§ Consigne
Rédigez la suite du texte qui met en parallèle l'islamisme d'Al-Quaïda et les chrétiens islamophobes, en reprenant juste après sa dernière phrase.

§ Extrait du texte
☆ ☆ ☆
Un même rejet du multiculturalisme :

  • La vulgate islamiste ne tolère aucune forme de dialogue avec les autres religions. Leur discours est clair : il faut chasser les infidèles de la terre d’Islam. L’origine d’Al-Quaïda remonte à l’installation des bases Américaines dans le Golfe Persique : un sacrilège à leurs yeux.
  • Les islamobsédés ont la phobie du métissage. Il n’est pas rare que les discours racistes cohabitent avec l’islamophobie. Enfin, Breivik avait une haine farouche de la société multiculturelle. De plus, ils rejettent catégoriquement le dialogue interreligieux. La rencontre d’Assise de 1986 est généralement pour eux un scandale.

Un même projet politique : Le règne de la forme politique de leur religion sur un immense territoire perdu ou tombé dans la décadence :

  • La restauration du Califat pour Al-Quaïda.
  • Reconquérir la chrétienté, pour les chrétiens islamophobes. Le nom de certaines de leurs organisations en témoigne.

A noter sur ce dernier point : ces deux idéologies sont des nostalgies d’un empire perdu. Le Califat a disparu en 1918, l’essentiel du monde musulman est sous influence occidentale depuis lors (influence politique ou même seulement culturelle). De même, la notion de chrétienté a été balayée depuis la Révolution française et ses suites.

Une même vision noire du monde :

  • Al-Quaïda ne cultive aucune forme d’espérance.
☆ ☆ ☆
(Entrées du jeu de données)
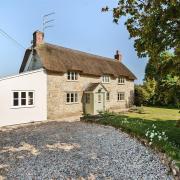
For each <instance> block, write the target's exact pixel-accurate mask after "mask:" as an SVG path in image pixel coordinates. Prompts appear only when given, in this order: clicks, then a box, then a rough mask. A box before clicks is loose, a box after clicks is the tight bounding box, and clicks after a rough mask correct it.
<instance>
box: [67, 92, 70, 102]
mask: <svg viewBox="0 0 180 180" xmlns="http://www.w3.org/2000/svg"><path fill="white" fill-rule="evenodd" d="M69 97H70V94H69V93H67V96H66V101H67V102H70V98H69Z"/></svg>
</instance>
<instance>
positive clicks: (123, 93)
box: [117, 92, 125, 101]
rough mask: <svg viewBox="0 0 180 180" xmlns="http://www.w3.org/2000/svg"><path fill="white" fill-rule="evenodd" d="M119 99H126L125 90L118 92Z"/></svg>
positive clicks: (118, 99)
mask: <svg viewBox="0 0 180 180" xmlns="http://www.w3.org/2000/svg"><path fill="white" fill-rule="evenodd" d="M117 100H118V101H123V100H125V93H124V92H118V95H117Z"/></svg>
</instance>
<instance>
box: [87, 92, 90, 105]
mask: <svg viewBox="0 0 180 180" xmlns="http://www.w3.org/2000/svg"><path fill="white" fill-rule="evenodd" d="M86 103H87V104H89V103H90V94H89V93H88V94H86Z"/></svg>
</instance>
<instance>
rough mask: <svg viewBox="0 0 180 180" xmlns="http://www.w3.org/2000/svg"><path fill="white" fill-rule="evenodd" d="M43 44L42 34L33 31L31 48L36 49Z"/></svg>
mask: <svg viewBox="0 0 180 180" xmlns="http://www.w3.org/2000/svg"><path fill="white" fill-rule="evenodd" d="M43 43H44V33H43V32H41V31H35V32H34V33H33V47H36V46H38V45H40V44H43Z"/></svg>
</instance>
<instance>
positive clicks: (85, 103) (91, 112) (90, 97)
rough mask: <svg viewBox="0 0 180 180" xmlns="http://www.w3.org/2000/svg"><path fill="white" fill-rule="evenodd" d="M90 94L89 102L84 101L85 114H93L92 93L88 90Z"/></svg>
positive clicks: (92, 98) (93, 100) (92, 94)
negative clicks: (84, 103)
mask: <svg viewBox="0 0 180 180" xmlns="http://www.w3.org/2000/svg"><path fill="white" fill-rule="evenodd" d="M88 93H89V94H90V103H89V104H87V103H85V104H84V105H85V114H94V103H93V102H94V93H92V92H88Z"/></svg>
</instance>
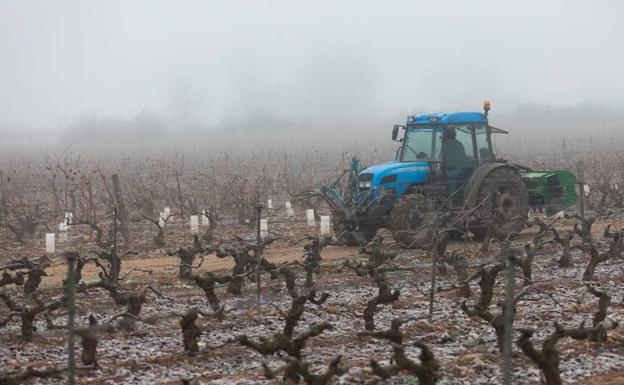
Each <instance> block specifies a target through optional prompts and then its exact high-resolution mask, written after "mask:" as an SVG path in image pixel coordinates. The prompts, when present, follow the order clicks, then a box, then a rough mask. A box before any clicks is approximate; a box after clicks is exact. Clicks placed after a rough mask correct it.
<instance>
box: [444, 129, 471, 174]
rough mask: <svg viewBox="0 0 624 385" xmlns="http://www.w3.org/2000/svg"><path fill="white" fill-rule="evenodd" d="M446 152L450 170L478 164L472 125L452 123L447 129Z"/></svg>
mask: <svg viewBox="0 0 624 385" xmlns="http://www.w3.org/2000/svg"><path fill="white" fill-rule="evenodd" d="M444 135H445V140H444V146H445V148H444V152H445V156H446V159H445V160H446V166H447V168H448V169H449V170H456V169H465V168H470V167H473V166H474V165H476V157H475V153H474V143H473V141H472V125H470V124H450V125H448V126H447V127H446V129H445V133H444Z"/></svg>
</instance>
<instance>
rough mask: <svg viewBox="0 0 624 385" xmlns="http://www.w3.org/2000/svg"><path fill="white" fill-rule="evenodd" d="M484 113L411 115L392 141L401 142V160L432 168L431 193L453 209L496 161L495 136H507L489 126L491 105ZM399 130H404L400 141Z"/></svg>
mask: <svg viewBox="0 0 624 385" xmlns="http://www.w3.org/2000/svg"><path fill="white" fill-rule="evenodd" d="M484 110H485V111H484V113H478V112H457V113H433V114H420V115H415V116H409V117H408V118H407V122H406V124H405V125H395V126H394V128H393V131H392V139H393V140H395V141H398V142H400V143H401V146H400V147H399V148H398V151H397V161H399V162H401V163H402V164H405V165H407V164H410V163H414V162H419V163H420V162H425V163H426V164H427V165H428V166H429V170H428V171H429V172H428V175H427V190H428V194H429V195H432V194H434V195H436V196H438V197H439V198H440V199H444V200H447V198H448V201H447V202H448V204H449V205H451V206H456V205H460V206H461V205H462V203H463V195H464V189H463V188H462V187H463V186H465V185H466V183H467V182H468V180H469V178H470V176H471V175H472V173H473V172H474V171H475V170H476V169H477V168H478V167H479V166H480V165H482V164H483V163H486V162H491V161H494V160H495V156H494V151H493V149H492V141H491V134H492V133H506V131H503V130H500V129H497V128H495V127H491V126H490V125H489V124H488V119H487V112H488V110H489V103H488V102H486V103H485V104H484ZM399 130H403V131H404V133H403V137H402V138H400V139H399V138H398V135H399ZM417 186H418V184H414V185H413V186H411V187H412V189H413V188H416V187H417Z"/></svg>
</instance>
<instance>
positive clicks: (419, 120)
mask: <svg viewBox="0 0 624 385" xmlns="http://www.w3.org/2000/svg"><path fill="white" fill-rule="evenodd" d="M487 122H488V121H487V117H486V116H485V115H484V114H482V113H480V112H450V113H444V112H434V113H432V114H418V115H414V116H408V117H407V124H408V125H412V124H432V123H437V124H453V123H455V124H457V123H486V124H487Z"/></svg>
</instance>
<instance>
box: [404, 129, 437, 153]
mask: <svg viewBox="0 0 624 385" xmlns="http://www.w3.org/2000/svg"><path fill="white" fill-rule="evenodd" d="M441 146H442V130H441V129H439V128H436V127H433V126H431V127H427V126H425V127H422V128H421V127H408V128H407V130H406V133H405V139H404V141H403V149H402V150H401V162H431V161H439V160H440V148H441Z"/></svg>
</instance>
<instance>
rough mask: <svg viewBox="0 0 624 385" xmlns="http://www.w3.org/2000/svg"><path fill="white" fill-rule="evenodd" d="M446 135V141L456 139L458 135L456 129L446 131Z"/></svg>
☆ ☆ ☆
§ Résultat attendu
  • Quand on regarde les sites et les blogs des obsédés d’l’Islam, on se demande si leurs auteurs ne sont pas de profonds dépressifs…Que des mauvaises nouvelles, aucune espérance…

Une culture de l’ennemi :

  • Tous les islamistes, a fortiori Al-Quaïda, entretiennent l’idée d’une lutte contre un ennemi juré, un « Grand Satan » : L’Occident avec les USA comme leader et Israël en poste avancé au Proche-Orient.
  • Les réseaux antimusulmans ont tous un adversaire qui revient sans cesse dans leur discours : l’Islam. Discutez avec un Islamobsédé, il ne restera pas trois minutes sans vous parler du « péril islamique ».

Il est bon de préciser que cette culture de l’ennemi est entretenue par des théories conspirationnistes. Pour les Islamobsédés, les démocraties trop molles avec l’Islam le sont à cause d’un complot des Francs-maçons. Pour les islamistes, une conspiration juive dirige l’occident. Il n’est pas rare de trouver des négationnistes parmi eux. Le gouvernement Iranien a d’ailleurs organisé des rencontres internationales négationnistes.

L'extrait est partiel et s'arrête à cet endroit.